Photo-based referring expression data:
-------------------------

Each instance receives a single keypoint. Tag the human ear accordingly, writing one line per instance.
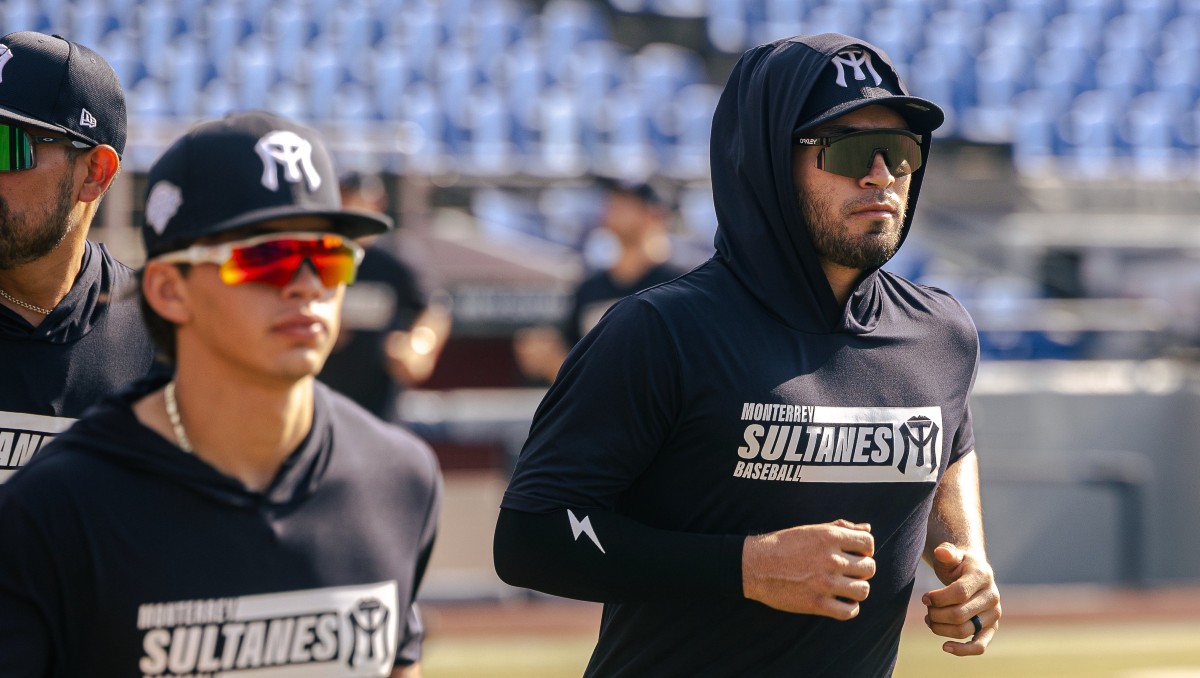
(102, 163)
(166, 292)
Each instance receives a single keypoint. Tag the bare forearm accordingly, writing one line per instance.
(957, 516)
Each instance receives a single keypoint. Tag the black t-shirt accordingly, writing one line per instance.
(125, 556)
(91, 345)
(757, 427)
(385, 297)
(598, 292)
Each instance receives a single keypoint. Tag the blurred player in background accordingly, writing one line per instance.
(70, 330)
(748, 463)
(637, 219)
(234, 517)
(393, 333)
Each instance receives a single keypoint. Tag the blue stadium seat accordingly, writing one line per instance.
(220, 97)
(27, 15)
(159, 28)
(567, 23)
(1149, 136)
(780, 18)
(226, 29)
(149, 100)
(1000, 75)
(663, 70)
(288, 99)
(843, 18)
(90, 22)
(489, 149)
(1126, 72)
(291, 31)
(553, 141)
(898, 33)
(691, 114)
(627, 149)
(1035, 131)
(253, 71)
(1177, 72)
(727, 28)
(120, 53)
(187, 72)
(1089, 131)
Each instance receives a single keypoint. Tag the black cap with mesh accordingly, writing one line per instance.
(243, 169)
(52, 83)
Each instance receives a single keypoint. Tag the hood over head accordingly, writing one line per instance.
(775, 90)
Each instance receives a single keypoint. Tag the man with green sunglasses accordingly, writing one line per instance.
(748, 463)
(237, 517)
(70, 329)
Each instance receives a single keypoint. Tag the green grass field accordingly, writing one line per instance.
(1141, 649)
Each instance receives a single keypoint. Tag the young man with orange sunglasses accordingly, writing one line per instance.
(237, 516)
(70, 331)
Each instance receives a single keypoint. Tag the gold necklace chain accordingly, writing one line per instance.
(25, 304)
(177, 424)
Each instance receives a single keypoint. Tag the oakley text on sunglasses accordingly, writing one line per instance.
(17, 147)
(275, 258)
(852, 155)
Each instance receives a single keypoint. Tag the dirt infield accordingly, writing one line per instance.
(1025, 605)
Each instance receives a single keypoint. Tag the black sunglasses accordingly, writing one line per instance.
(17, 147)
(852, 155)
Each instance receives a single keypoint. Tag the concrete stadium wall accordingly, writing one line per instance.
(1051, 439)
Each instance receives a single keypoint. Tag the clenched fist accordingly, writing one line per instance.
(819, 569)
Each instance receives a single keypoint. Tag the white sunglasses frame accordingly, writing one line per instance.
(222, 252)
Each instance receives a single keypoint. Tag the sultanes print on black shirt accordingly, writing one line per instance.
(137, 558)
(742, 399)
(89, 347)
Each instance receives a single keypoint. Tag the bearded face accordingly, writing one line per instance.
(31, 234)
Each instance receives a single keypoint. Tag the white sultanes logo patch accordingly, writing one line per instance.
(348, 631)
(5, 57)
(165, 201)
(840, 444)
(856, 58)
(23, 435)
(294, 153)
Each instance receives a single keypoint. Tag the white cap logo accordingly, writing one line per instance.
(5, 57)
(856, 58)
(291, 150)
(162, 204)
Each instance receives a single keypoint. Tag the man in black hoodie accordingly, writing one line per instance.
(235, 517)
(747, 463)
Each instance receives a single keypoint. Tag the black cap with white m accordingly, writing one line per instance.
(54, 84)
(239, 171)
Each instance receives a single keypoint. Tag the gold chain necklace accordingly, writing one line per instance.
(25, 304)
(177, 424)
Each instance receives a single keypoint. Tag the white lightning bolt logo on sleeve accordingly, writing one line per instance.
(585, 527)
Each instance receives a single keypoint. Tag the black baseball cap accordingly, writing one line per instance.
(52, 83)
(239, 171)
(856, 78)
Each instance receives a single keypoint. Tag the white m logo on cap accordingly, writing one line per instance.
(291, 150)
(856, 58)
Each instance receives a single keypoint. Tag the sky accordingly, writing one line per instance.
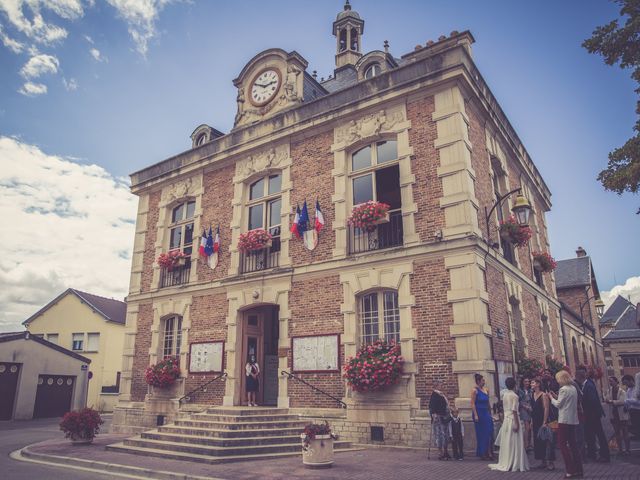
(93, 90)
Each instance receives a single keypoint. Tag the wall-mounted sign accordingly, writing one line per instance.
(319, 353)
(206, 357)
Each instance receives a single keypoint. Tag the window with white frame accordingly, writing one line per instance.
(264, 206)
(379, 317)
(171, 336)
(93, 342)
(375, 174)
(181, 228)
(77, 341)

-------------------------

Requirement |
Apart from the pictures, every line above must be printed exactly.

Response below |
Each instance receives a single keypoint. Tag the human ear accordingly, writing one line per instance.
(102, 163)
(166, 292)
Each instance receives a single keypoint. Tag the bare forearm accordingly, writing one line per instance.
(957, 516)
Each instance receives a single keypoint. Tag the black t-shirt accordingly, writing one line per instance.
(125, 556)
(91, 345)
(757, 427)
(385, 297)
(598, 292)
Each instance receives a single keypoint. Tag the blurred player in background accordingly, writing one line per instance.
(70, 330)
(748, 463)
(637, 219)
(234, 517)
(393, 333)
Each instance receives a single keypoint. Tag the blue stadium seat accordingly, writing one line per instance.
(220, 97)
(27, 15)
(159, 28)
(567, 23)
(1149, 136)
(780, 18)
(226, 29)
(149, 100)
(1000, 75)
(663, 70)
(288, 99)
(843, 18)
(90, 22)
(489, 149)
(1126, 72)
(291, 31)
(553, 141)
(898, 33)
(691, 114)
(627, 149)
(1035, 131)
(253, 71)
(1177, 72)
(727, 28)
(120, 53)
(187, 72)
(1089, 131)
Each instance receives a single keypoint. Tag the black cap with mesh accordingly, writing one line per instance.
(243, 169)
(52, 83)
Each instance receives a single keypoint. Tag the hood over head accordingly, writing one line per instance.
(775, 90)
Each instance receives a single keypoint. Tag the man with green sunglasses accordingly, writing one line per instance.
(748, 463)
(237, 517)
(70, 329)
Each instance receives a single keypoint. Tag the green grass field accordingly, writing one line per instance.
(1141, 649)
Each instance receives a single keypoint. Tag the young man with orange sunglasses accordingly, writing one line per instance.
(237, 516)
(70, 331)
Each instance receives a single keypoint. Tag the gold necklace chain accordingly, writing one line per instance.
(25, 304)
(177, 424)
Each instance receives a single keypoint. Tag the oakley text on sunglasses accordingly, writing one line per instance.
(17, 147)
(275, 258)
(852, 155)
Each instance receives a single keypoint. Tag the dirt infield accordingly, writing one line per instance.
(1025, 605)
Each instance receives a single keypoint. Tag the black sunglasses accordingly, writing one line per instance.
(17, 147)
(852, 155)
Each instance receives a single keypoint. Tag the concrete stadium wall accordingly, writing one line per instance.
(1051, 439)
Each instance receives a single keypoint. Tag the clenched fist accordingly, writing one line per instance.
(819, 569)
Each instance receives a single keypoint. Tag the white sunglasses frame accordingly, writing one line per instance.
(222, 252)
Each instance receives a single keypoint. Tag the sultanes print on black shirt accordingly, writing one line per instance.
(137, 558)
(742, 399)
(89, 347)
Each instance receives a single keypoint. Tag the bearded face accordingly, writing one line per instance.
(31, 234)
Each instance receives a single keypoint. Tag the white sultanes logo patch accordingly, writing one line per instance.
(348, 631)
(5, 57)
(165, 201)
(840, 444)
(856, 58)
(23, 435)
(294, 153)
Each instance receives a single keypoint. Tag the white cap logo accordingly, writing one line per instance.
(5, 57)
(856, 58)
(291, 150)
(162, 204)
Each instance receives a single keypoint. Tag the man in black hoodie accordingly, writing one line per instance.
(235, 517)
(747, 463)
Each instance receives a single keypoint. Tag the black cap with white m accordingly, writing one line per instance.
(54, 84)
(239, 171)
Each instance receives a single keypoint. Tag the gold chain necklace accordingly, writing one line per instance.
(25, 304)
(177, 424)
Each instance receives a single keypoint. Tag the white lightning bolt logo on sleeve accordingly, writing one line per instance.
(585, 527)
Each instance receives a single keypoint. Tag the black baseball cap accordingly, writing one line per instance.
(52, 83)
(239, 171)
(856, 78)
Each instance receives a single keypoint. Tag the white m logo on cap accordingly, writing one line per instance.
(291, 150)
(856, 58)
Each instance receives a single keypoint. Tag the sky accordingly, writing one line per instance.
(93, 90)
Each instance receives a single keypoint. Tag the wall-mounted sign accordingly, writing one line per instance.
(319, 353)
(206, 357)
Each instance receives a single keypoint. Tag the window with white frame accordingly, writing one line per instance.
(264, 206)
(379, 317)
(171, 336)
(93, 342)
(375, 174)
(181, 228)
(77, 341)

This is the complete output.